* Task prompt *
In the records below, find the line with "Target: woman with ponytail" and the line with "If you could mark the fingers"; return exactly those lines and every line between them.

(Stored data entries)
-=-=-=-=-

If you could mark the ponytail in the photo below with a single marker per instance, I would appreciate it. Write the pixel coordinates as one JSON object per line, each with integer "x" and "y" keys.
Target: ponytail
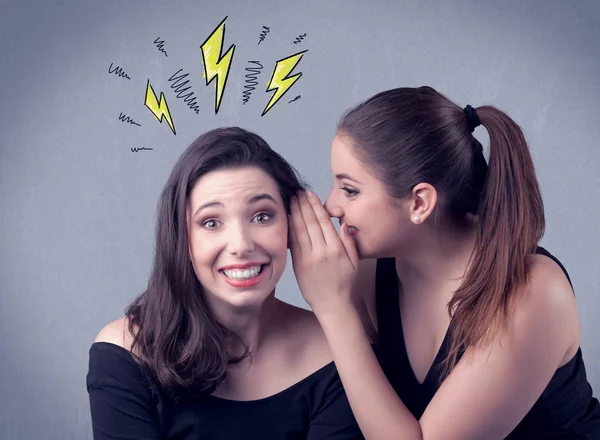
{"x": 511, "y": 223}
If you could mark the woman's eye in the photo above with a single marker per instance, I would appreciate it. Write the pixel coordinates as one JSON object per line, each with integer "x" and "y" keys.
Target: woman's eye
{"x": 263, "y": 217}
{"x": 349, "y": 192}
{"x": 210, "y": 224}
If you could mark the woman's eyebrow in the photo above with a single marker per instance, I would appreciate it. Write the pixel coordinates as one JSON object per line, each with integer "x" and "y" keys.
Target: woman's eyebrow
{"x": 254, "y": 199}
{"x": 346, "y": 176}
{"x": 207, "y": 205}
{"x": 260, "y": 197}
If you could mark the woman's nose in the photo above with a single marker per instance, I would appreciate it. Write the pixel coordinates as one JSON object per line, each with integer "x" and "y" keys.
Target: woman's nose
{"x": 333, "y": 207}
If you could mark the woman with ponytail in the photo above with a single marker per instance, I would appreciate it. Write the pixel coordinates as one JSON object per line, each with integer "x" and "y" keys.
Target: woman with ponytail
{"x": 438, "y": 264}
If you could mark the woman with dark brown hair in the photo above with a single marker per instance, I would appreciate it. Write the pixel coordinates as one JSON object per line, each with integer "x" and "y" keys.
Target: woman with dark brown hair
{"x": 207, "y": 351}
{"x": 438, "y": 263}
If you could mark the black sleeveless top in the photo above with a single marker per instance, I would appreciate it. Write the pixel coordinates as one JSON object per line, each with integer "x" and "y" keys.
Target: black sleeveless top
{"x": 565, "y": 410}
{"x": 126, "y": 405}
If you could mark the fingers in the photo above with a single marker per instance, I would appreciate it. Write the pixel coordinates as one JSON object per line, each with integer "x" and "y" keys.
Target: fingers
{"x": 322, "y": 216}
{"x": 349, "y": 246}
{"x": 293, "y": 244}
{"x": 313, "y": 227}
{"x": 298, "y": 231}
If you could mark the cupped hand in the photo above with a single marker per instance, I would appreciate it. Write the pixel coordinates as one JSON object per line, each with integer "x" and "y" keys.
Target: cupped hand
{"x": 325, "y": 264}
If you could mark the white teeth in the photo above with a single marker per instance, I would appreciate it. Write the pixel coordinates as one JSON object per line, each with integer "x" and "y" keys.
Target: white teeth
{"x": 241, "y": 274}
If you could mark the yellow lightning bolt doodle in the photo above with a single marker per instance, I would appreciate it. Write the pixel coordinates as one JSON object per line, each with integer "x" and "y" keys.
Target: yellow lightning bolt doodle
{"x": 280, "y": 82}
{"x": 159, "y": 110}
{"x": 215, "y": 65}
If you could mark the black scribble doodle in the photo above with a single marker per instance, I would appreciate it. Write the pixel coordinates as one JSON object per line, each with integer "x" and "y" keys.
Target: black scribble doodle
{"x": 179, "y": 86}
{"x": 263, "y": 34}
{"x": 299, "y": 39}
{"x": 125, "y": 118}
{"x": 118, "y": 71}
{"x": 160, "y": 44}
{"x": 251, "y": 82}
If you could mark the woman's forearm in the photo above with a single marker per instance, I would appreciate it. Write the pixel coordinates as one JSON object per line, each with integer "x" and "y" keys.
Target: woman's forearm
{"x": 378, "y": 410}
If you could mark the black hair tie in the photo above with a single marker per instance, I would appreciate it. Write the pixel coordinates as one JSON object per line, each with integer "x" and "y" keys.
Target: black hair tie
{"x": 472, "y": 118}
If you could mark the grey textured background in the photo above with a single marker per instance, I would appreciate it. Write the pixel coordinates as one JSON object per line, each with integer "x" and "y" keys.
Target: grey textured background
{"x": 77, "y": 206}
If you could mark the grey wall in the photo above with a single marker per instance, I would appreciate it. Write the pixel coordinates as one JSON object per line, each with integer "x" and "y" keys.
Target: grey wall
{"x": 77, "y": 205}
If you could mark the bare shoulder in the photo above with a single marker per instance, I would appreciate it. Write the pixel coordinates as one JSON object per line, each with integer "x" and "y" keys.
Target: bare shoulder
{"x": 364, "y": 287}
{"x": 548, "y": 307}
{"x": 363, "y": 294}
{"x": 116, "y": 332}
{"x": 305, "y": 341}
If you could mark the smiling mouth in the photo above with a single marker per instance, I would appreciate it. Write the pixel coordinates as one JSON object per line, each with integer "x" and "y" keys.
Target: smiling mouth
{"x": 352, "y": 230}
{"x": 243, "y": 274}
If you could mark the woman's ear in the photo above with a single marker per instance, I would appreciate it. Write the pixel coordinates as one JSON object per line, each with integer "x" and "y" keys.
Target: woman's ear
{"x": 423, "y": 201}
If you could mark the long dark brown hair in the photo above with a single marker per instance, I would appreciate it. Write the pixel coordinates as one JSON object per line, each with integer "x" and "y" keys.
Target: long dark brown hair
{"x": 177, "y": 339}
{"x": 414, "y": 135}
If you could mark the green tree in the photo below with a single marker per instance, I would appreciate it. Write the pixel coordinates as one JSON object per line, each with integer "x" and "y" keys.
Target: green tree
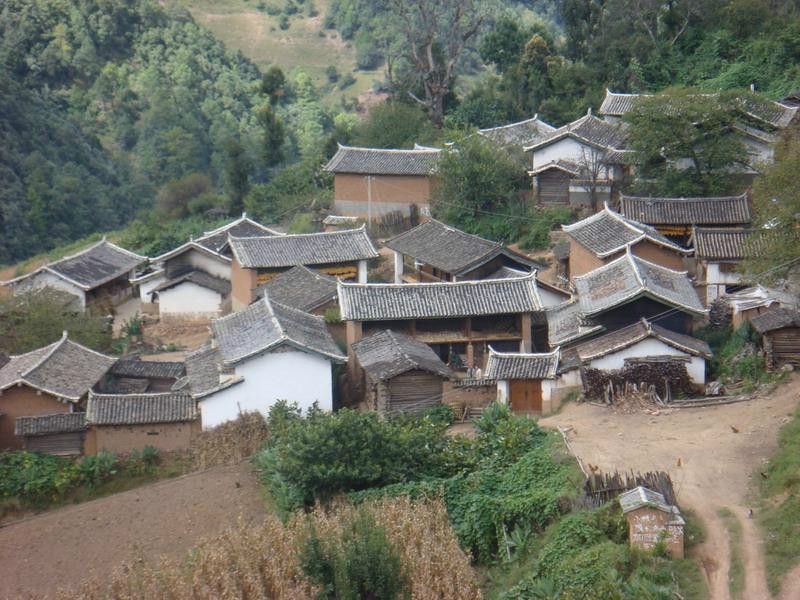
{"x": 776, "y": 203}
{"x": 685, "y": 143}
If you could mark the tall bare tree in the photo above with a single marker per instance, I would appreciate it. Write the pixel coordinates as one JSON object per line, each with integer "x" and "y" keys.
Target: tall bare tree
{"x": 435, "y": 34}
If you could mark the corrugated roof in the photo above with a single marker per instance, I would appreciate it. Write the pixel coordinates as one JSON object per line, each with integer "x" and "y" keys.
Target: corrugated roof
{"x": 140, "y": 409}
{"x": 303, "y": 249}
{"x": 517, "y": 365}
{"x": 64, "y": 369}
{"x": 607, "y": 232}
{"x": 630, "y": 277}
{"x": 714, "y": 244}
{"x": 386, "y": 354}
{"x": 450, "y": 249}
{"x": 625, "y": 337}
{"x": 727, "y": 210}
{"x": 265, "y": 325}
{"x": 300, "y": 287}
{"x": 380, "y": 161}
{"x": 381, "y": 302}
{"x": 50, "y": 424}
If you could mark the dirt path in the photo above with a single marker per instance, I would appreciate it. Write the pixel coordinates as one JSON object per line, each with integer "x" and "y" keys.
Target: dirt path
{"x": 710, "y": 463}
{"x": 60, "y": 548}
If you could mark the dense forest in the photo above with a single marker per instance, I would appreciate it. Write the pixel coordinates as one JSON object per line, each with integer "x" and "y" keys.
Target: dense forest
{"x": 114, "y": 111}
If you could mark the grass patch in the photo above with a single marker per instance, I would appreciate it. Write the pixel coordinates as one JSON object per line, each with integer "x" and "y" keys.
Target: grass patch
{"x": 736, "y": 572}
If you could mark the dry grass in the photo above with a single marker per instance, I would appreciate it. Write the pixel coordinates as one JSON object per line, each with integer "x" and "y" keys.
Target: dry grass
{"x": 230, "y": 442}
{"x": 261, "y": 562}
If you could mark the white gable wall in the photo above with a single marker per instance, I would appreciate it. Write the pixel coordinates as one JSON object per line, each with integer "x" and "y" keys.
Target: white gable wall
{"x": 652, "y": 347}
{"x": 188, "y": 299}
{"x": 289, "y": 375}
{"x": 46, "y": 279}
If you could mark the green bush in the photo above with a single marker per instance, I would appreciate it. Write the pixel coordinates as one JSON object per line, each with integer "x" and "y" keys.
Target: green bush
{"x": 362, "y": 564}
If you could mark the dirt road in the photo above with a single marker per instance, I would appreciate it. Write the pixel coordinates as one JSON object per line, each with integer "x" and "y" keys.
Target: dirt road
{"x": 60, "y": 548}
{"x": 711, "y": 466}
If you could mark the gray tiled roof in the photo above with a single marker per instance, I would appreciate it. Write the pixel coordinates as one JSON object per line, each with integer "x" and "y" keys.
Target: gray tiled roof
{"x": 630, "y": 277}
{"x": 303, "y": 249}
{"x": 514, "y": 365}
{"x": 92, "y": 267}
{"x": 607, "y": 232}
{"x": 201, "y": 278}
{"x": 728, "y": 210}
{"x": 566, "y": 324}
{"x": 50, "y": 424}
{"x": 381, "y": 302}
{"x": 633, "y": 334}
{"x": 521, "y": 133}
{"x": 64, "y": 369}
{"x": 379, "y": 161}
{"x": 136, "y": 367}
{"x": 720, "y": 244}
{"x": 265, "y": 325}
{"x": 591, "y": 130}
{"x": 140, "y": 409}
{"x": 386, "y": 354}
{"x": 775, "y": 318}
{"x": 301, "y": 288}
{"x": 450, "y": 249}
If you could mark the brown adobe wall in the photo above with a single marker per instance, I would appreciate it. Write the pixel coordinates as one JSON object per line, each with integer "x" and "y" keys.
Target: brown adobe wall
{"x": 23, "y": 401}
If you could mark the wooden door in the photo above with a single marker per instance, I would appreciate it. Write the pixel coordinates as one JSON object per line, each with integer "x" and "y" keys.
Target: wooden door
{"x": 526, "y": 395}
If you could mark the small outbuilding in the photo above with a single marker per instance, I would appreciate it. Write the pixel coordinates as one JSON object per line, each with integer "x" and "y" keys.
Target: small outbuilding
{"x": 524, "y": 381}
{"x": 651, "y": 520}
{"x": 401, "y": 374}
{"x": 780, "y": 331}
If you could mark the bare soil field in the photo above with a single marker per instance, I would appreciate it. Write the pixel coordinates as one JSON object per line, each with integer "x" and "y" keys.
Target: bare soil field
{"x": 711, "y": 454}
{"x": 60, "y": 548}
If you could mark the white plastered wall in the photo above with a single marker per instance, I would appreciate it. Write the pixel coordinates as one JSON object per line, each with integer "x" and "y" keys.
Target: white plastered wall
{"x": 290, "y": 375}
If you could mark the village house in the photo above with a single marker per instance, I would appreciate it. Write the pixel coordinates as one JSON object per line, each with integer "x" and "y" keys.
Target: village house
{"x": 718, "y": 252}
{"x": 401, "y": 374}
{"x": 256, "y": 260}
{"x": 580, "y": 164}
{"x": 526, "y": 382}
{"x": 760, "y": 121}
{"x": 374, "y": 184}
{"x": 605, "y": 236}
{"x": 676, "y": 217}
{"x": 645, "y": 340}
{"x": 434, "y": 251}
{"x": 122, "y": 423}
{"x": 98, "y": 277}
{"x": 51, "y": 380}
{"x": 457, "y": 320}
{"x": 780, "y": 334}
{"x": 193, "y": 281}
{"x": 630, "y": 288}
{"x": 259, "y": 355}
{"x": 518, "y": 135}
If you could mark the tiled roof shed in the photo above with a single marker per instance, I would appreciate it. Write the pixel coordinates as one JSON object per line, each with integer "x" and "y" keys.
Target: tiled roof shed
{"x": 303, "y": 249}
{"x": 387, "y": 354}
{"x": 630, "y": 277}
{"x": 514, "y": 365}
{"x": 379, "y": 161}
{"x": 301, "y": 288}
{"x": 140, "y": 409}
{"x": 265, "y": 325}
{"x": 92, "y": 267}
{"x": 717, "y": 244}
{"x": 727, "y": 210}
{"x": 607, "y": 232}
{"x": 382, "y": 302}
{"x": 64, "y": 369}
{"x": 450, "y": 249}
{"x": 637, "y": 332}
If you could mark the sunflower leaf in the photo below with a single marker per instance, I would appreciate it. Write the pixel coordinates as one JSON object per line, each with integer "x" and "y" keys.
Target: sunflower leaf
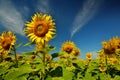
{"x": 28, "y": 44}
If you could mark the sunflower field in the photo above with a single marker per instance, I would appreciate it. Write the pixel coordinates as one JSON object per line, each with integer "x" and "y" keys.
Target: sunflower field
{"x": 65, "y": 64}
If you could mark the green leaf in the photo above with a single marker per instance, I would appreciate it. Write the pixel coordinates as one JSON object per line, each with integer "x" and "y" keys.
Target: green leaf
{"x": 28, "y": 53}
{"x": 117, "y": 78}
{"x": 2, "y": 69}
{"x": 67, "y": 75}
{"x": 16, "y": 72}
{"x": 28, "y": 44}
{"x": 58, "y": 78}
{"x": 18, "y": 45}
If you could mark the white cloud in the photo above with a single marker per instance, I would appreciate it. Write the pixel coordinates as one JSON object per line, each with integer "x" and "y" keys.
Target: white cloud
{"x": 84, "y": 15}
{"x": 10, "y": 18}
{"x": 43, "y": 6}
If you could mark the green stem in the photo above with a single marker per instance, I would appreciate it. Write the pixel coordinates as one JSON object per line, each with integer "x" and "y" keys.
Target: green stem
{"x": 15, "y": 54}
{"x": 44, "y": 62}
{"x": 106, "y": 66}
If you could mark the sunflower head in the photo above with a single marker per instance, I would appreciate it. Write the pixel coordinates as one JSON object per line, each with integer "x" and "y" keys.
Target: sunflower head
{"x": 76, "y": 52}
{"x": 41, "y": 28}
{"x": 7, "y": 40}
{"x": 68, "y": 46}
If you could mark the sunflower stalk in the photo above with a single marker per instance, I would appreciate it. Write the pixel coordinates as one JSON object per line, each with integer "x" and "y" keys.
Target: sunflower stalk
{"x": 15, "y": 54}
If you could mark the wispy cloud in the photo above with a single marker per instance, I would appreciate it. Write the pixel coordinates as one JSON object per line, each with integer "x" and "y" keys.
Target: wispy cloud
{"x": 88, "y": 10}
{"x": 43, "y": 6}
{"x": 10, "y": 18}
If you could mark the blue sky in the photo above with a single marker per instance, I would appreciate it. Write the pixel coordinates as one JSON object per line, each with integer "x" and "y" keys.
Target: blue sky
{"x": 86, "y": 22}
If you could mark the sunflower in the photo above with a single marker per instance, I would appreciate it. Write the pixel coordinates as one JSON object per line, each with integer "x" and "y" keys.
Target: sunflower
{"x": 89, "y": 56}
{"x": 76, "y": 52}
{"x": 41, "y": 28}
{"x": 68, "y": 46}
{"x": 102, "y": 68}
{"x": 7, "y": 40}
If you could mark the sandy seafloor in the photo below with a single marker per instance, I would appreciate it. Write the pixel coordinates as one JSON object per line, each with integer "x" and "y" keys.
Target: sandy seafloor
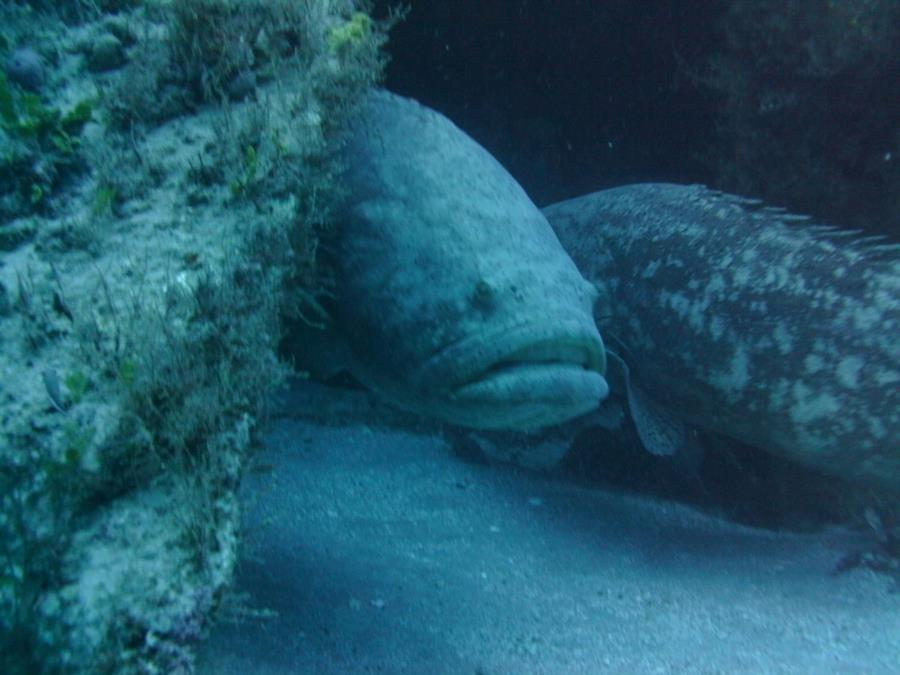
{"x": 379, "y": 550}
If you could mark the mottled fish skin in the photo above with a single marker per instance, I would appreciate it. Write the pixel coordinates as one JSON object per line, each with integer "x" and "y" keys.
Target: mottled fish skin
{"x": 453, "y": 292}
{"x": 750, "y": 322}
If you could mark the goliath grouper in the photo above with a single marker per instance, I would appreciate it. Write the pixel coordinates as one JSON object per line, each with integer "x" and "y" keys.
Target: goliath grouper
{"x": 746, "y": 321}
{"x": 454, "y": 297}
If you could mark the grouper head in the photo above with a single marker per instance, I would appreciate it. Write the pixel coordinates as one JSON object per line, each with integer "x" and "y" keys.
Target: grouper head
{"x": 453, "y": 294}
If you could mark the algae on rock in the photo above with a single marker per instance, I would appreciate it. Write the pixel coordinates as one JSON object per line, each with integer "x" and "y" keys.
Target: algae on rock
{"x": 143, "y": 315}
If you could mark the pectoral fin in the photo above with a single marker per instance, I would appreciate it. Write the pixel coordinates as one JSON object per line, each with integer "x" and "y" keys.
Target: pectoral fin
{"x": 662, "y": 434}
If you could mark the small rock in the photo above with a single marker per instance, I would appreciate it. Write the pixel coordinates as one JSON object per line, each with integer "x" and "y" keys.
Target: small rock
{"x": 25, "y": 67}
{"x": 107, "y": 53}
{"x": 242, "y": 85}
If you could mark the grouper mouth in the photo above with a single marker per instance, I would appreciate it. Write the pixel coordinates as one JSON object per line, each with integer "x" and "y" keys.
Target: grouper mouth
{"x": 523, "y": 378}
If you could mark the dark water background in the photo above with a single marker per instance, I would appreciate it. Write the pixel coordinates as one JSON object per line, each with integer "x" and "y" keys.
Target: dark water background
{"x": 795, "y": 102}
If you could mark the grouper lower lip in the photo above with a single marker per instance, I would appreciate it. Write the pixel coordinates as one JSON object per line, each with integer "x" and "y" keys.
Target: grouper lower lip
{"x": 524, "y": 377}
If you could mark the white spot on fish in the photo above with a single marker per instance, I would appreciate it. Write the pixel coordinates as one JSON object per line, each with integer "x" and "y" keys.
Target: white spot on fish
{"x": 651, "y": 269}
{"x": 886, "y": 376}
{"x": 848, "y": 371}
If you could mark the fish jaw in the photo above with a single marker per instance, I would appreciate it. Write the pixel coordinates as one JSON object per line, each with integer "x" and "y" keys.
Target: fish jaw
{"x": 524, "y": 378}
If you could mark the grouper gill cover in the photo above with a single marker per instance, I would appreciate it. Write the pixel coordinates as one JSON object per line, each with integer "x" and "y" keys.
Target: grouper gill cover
{"x": 748, "y": 321}
{"x": 453, "y": 293}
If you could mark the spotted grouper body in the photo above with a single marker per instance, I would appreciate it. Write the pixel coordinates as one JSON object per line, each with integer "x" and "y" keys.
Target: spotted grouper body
{"x": 749, "y": 322}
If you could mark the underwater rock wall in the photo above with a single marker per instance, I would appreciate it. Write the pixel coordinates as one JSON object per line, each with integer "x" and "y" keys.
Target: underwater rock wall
{"x": 166, "y": 175}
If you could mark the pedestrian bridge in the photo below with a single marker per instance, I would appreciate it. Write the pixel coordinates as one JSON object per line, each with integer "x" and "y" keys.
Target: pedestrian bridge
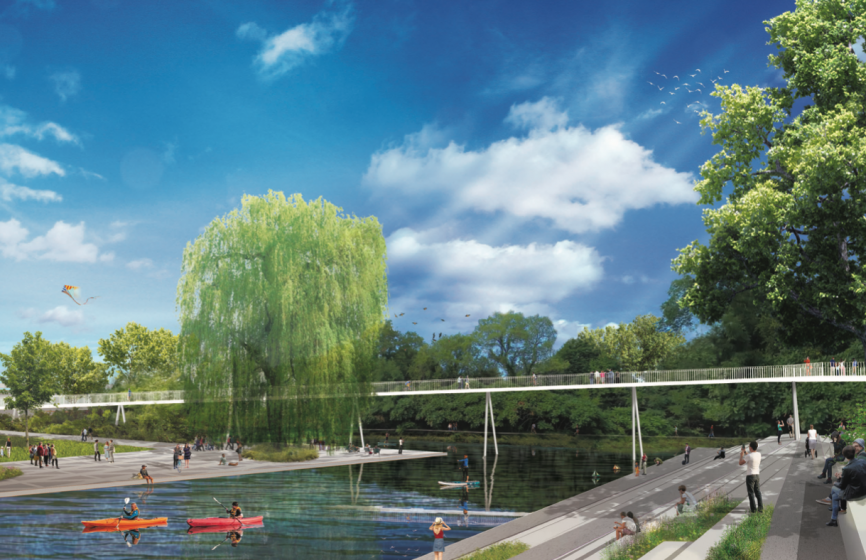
{"x": 808, "y": 373}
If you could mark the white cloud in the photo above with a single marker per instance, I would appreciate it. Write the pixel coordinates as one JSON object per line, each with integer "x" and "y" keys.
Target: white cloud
{"x": 62, "y": 243}
{"x": 63, "y": 316}
{"x": 542, "y": 116}
{"x": 580, "y": 180}
{"x": 489, "y": 278}
{"x": 139, "y": 264}
{"x": 283, "y": 52}
{"x": 10, "y": 192}
{"x": 14, "y": 158}
{"x": 67, "y": 83}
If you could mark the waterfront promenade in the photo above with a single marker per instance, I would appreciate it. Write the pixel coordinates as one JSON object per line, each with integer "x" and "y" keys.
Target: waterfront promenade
{"x": 580, "y": 527}
{"x": 82, "y": 473}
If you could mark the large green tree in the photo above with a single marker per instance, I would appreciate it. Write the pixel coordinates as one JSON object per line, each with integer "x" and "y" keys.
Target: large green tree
{"x": 281, "y": 303}
{"x": 517, "y": 344}
{"x": 28, "y": 374}
{"x": 76, "y": 373}
{"x": 140, "y": 358}
{"x": 791, "y": 232}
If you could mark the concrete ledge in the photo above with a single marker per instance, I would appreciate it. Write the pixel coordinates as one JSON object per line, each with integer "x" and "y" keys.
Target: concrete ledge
{"x": 853, "y": 527}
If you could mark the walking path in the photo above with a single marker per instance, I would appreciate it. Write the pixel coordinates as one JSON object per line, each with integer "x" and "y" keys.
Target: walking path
{"x": 83, "y": 473}
{"x": 580, "y": 527}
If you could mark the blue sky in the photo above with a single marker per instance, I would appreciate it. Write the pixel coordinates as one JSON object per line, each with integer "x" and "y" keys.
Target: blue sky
{"x": 515, "y": 152}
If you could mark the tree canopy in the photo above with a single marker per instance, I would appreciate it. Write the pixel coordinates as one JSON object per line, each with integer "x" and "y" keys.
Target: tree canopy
{"x": 791, "y": 233}
{"x": 281, "y": 303}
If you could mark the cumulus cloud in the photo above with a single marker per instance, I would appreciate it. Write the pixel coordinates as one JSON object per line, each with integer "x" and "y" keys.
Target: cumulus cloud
{"x": 67, "y": 83}
{"x": 61, "y": 315}
{"x": 578, "y": 179}
{"x": 139, "y": 264}
{"x": 283, "y": 52}
{"x": 485, "y": 278}
{"x": 10, "y": 192}
{"x": 14, "y": 158}
{"x": 14, "y": 121}
{"x": 62, "y": 243}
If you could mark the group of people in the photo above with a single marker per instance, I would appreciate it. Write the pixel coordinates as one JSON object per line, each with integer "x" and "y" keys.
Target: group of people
{"x": 43, "y": 454}
{"x": 850, "y": 483}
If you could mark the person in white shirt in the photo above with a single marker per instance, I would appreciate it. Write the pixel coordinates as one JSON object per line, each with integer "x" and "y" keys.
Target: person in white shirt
{"x": 752, "y": 460}
{"x": 813, "y": 441}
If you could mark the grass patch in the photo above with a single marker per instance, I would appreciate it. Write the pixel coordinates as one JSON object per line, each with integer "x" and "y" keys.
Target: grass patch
{"x": 745, "y": 540}
{"x": 280, "y": 454}
{"x": 709, "y": 512}
{"x": 10, "y": 472}
{"x": 64, "y": 448}
{"x": 501, "y": 551}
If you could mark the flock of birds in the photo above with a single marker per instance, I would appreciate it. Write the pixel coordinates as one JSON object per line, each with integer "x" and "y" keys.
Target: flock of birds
{"x": 397, "y": 316}
{"x": 685, "y": 85}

-=-=-=-=-

* Result *
Target: woman with ponytail
{"x": 438, "y": 264}
If you could mark the woman with dark brown hair in the photo above with a single marker per instance, I would appreciate it. Write the pixel coordinates as one JSON object per line, each with integer "x" and "y" keys.
Target: woman with dark brown hair
{"x": 207, "y": 351}
{"x": 438, "y": 263}
If you could mark the black sleeveless top in the photo above with a single marker per instance, I would appreciate it. Write the pixel coordinates as one JSON object per line, each with integer "x" and "y" keys.
Target: black sleeveless top
{"x": 565, "y": 410}
{"x": 126, "y": 405}
If you could mark the fingers in the photo above with a single marker per instance, I would appreciate it. Write the pixel coordinates as one JSON object per line, each with integer "x" and "y" keys.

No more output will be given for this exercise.